#### [Article]
== == ==

But regardless of what we do, whether we tax or whether we have a carbon market, is there not a risk that we will drive heavily polluting industries -- and I'm thinking, particularly of steelmaking and cement -- that we'll drive them abroad to places which don't actually regulate emissions? And then we won't have achieved anything.

 

Chris: Well, we've already done that to some extent, yes, absolutely central problem. And that's why the European ideas of putting a carbon border tax on things like, as you say, steel will have to be taken forward if we cannot get some form of global agreement. But I think the last year has shown that it ought to be possible to get some form of a global agreement, although it's going to of course, be incredibly complicated.

 

Nicola talked about the difficulty of establishing a price, now what my work is partly about is trying to work out how much it would cost to turn heavily carbon producing industries such as steel making, fertiliser etc., towards a technology that doesn't involve the combustion of fuels or the emission of carbon dioxide and other greenhouse gasses. And very, very roughly in general, that somewhere between 50 dollars and 100 dollars a tonne. So $100 a tonne CO2 price would, in my opinion, almost certainly lead to very rapid decarbonisation of the major producing industries. And it's also a significant disincentive, for example, to the cultivation and eating of meat.

== == ==

#### [Task set]
**A)** Please list each industry that the carbon pricing discussion names as a heavy polluter or heavy carbon producer.
**B)** Write the next part of the carbon pricing discussion, starting after its final sentence about meat.
The data after this discussion comes from a separate source.

#### [Material]
== == ==

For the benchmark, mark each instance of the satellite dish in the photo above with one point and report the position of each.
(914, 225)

== == ==

#### [Responses per task]
**A)** Steelmaking (steel), cement, fertiliser

**B)**
Anthony: Nicola, you've got a point. And then Alessandro wants to pick something up, I think.

 

Nicola: Yeah, but the margin there is between $50 and $100, and as an observer to look at economies when each company will have a different cost of abatement, to talk about having a $100 tax when a $50 tax might actually get the results we achieve when we're facing all the things we're facing in our economy, and it's different in France and it's different in Australia and India -- then we can't have that margin of error. My team in Redshaw, we have a market update twice a day of what's going on and the price fluctuates. People are responding to loads of different signals all the time and to have something as.... I don't know what the word. I forgot my economic vocabulary. But it's just a bit, clunky really. I know that's not an economic term. But we can't afford to be that imprecise.

 

Alessandro: Another thing, that I wanted to just raise in conjunction with the idea of offshoring production due to high carbon costs is, more and more countries are bringing a cost of carbon to bear upon their economies. In 2021 we'll see the UK's own little market starting up, yes, but that's just continuing the EU ETS. In China, they're going to be launching hopefully this year their nationwide emissions trading system. Now, it's not perfect, it's not a real cap on emissions, but it's a step in the direction. Latin American economies are doing the same thing.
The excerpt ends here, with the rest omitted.